►

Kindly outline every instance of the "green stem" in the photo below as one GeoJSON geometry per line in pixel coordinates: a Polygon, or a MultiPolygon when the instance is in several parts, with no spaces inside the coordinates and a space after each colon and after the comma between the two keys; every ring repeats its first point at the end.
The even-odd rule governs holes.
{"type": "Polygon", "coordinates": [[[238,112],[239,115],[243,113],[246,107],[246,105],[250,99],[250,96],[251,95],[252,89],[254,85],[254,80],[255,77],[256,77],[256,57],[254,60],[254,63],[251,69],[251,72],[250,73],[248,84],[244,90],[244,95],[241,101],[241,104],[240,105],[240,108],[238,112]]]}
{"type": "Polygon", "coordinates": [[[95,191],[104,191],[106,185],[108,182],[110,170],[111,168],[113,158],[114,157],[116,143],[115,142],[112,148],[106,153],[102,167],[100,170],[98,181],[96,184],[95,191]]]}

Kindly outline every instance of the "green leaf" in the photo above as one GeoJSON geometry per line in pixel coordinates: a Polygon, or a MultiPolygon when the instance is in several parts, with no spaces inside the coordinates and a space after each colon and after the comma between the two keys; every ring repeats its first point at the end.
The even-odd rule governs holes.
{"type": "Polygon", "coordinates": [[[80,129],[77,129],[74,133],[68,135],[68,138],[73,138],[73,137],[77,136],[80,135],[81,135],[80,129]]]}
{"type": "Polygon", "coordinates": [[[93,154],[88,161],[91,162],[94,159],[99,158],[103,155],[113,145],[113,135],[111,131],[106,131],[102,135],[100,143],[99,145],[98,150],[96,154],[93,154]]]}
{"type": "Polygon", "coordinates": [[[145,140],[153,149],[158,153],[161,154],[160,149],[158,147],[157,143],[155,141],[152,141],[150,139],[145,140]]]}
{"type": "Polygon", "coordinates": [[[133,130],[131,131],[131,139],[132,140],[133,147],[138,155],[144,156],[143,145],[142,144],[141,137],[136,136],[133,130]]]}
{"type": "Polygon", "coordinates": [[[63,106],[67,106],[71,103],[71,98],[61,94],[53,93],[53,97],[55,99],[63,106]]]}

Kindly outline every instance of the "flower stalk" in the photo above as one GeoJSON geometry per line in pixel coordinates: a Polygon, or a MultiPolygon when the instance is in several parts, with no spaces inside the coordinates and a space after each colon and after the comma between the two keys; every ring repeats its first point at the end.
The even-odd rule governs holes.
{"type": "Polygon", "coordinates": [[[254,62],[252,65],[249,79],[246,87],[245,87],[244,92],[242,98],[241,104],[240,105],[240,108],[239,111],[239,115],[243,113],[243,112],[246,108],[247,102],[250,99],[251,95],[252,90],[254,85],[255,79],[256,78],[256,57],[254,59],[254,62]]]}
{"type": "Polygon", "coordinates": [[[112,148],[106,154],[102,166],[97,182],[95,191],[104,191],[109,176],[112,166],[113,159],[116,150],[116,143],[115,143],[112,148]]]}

◄

* [Written exercise]: How many lines of the data above contain the string "parts", with case counting? Reply with the number alone.

* [Exercise response]: 3